▸ **ZIELSETZUNG**:
Legen Sie anhand des nachstehenden Seitenauszugs dar, warum Der-Feri einen 4K-Monitor zunächst mit WQHD-Auflösung betreiben möchte.

▸ **SEITENAUSZUG**:
================

# UHD Monitor erstmal mit 2560x1440 betreiben?



## Der-Feri (13. Oktober 2014)

Hi Leute,

meine Überlegungen meinen Monitor aufzurüsten steht immer noch im Raum.  Jetzt habe ich mir überlegt, dass ich mir ja einen 4k Monitor kaufen kann und ihn erstmal in WQHD Auflösung betreibe, da die Grakas ja noch nicht so weit sind und sobald Karten es können, kann man auf 4k umsteigen.

Was haltet ihr davon?


----------



## GamingWiidesire (13. Oktober 2014)

Zum Zocken halte ich nichts von 4k, außer vielleicht 4k 60hz G-Sync, was aber auch schon grenzwertig ist. Lieber 1440p 144hz G-Sync und wenn man nicht so viel Geld hat erstmal bei 1080p 144hz bleiben.

================

▸ **ERFASSTE DATEN**:
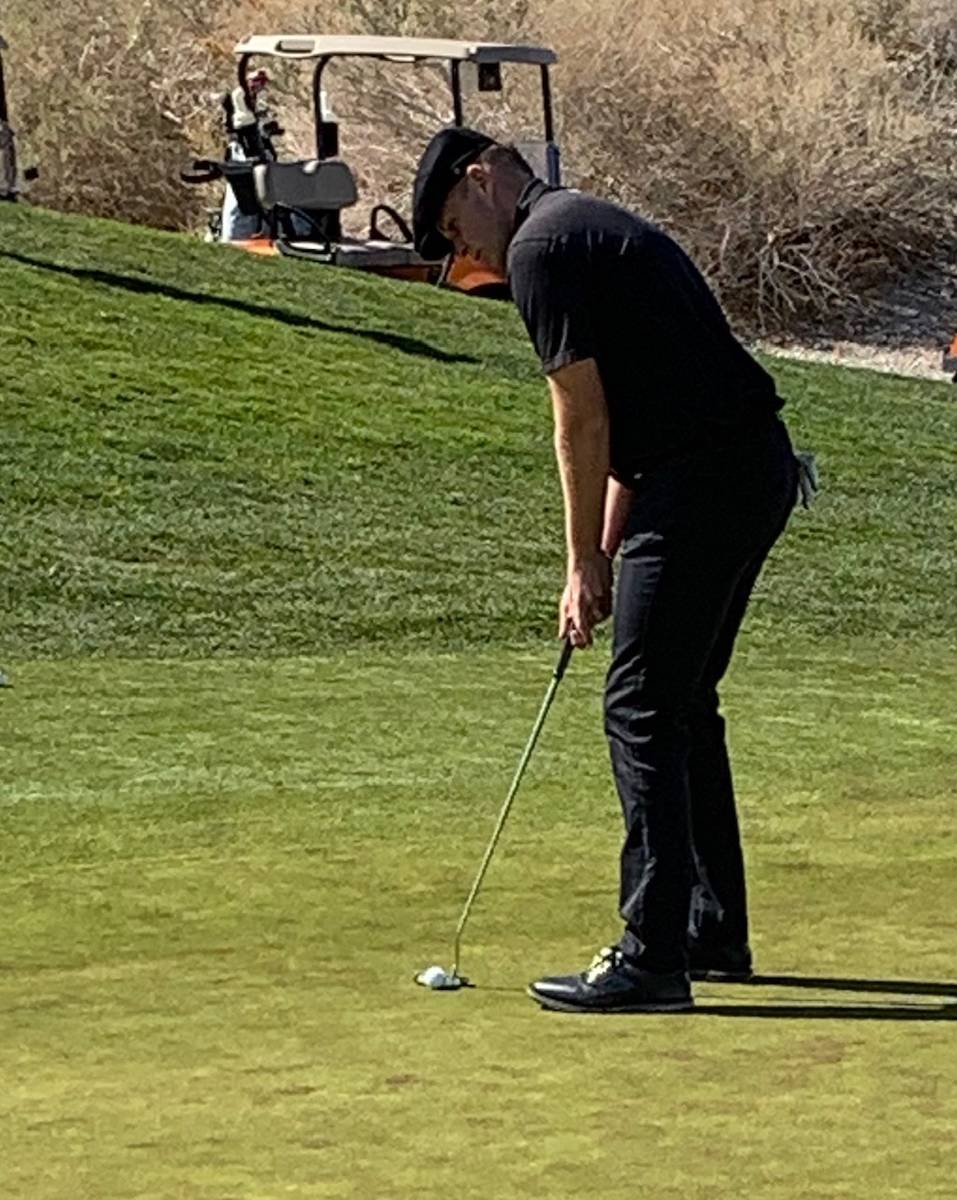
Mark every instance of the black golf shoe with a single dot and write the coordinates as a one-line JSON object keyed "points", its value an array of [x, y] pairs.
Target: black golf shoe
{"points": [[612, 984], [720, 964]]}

================

▸ **ANTWORT ZUR AUFGABE**:
Die Grafikkarten sind nach Der-Feris Einschätzung noch nicht so weit, 4K zu bewältigen. Deshalb soll der Monitor vorerst in WQHD laufen. Auf 4K will er umsteigen, sobald Karten dies können.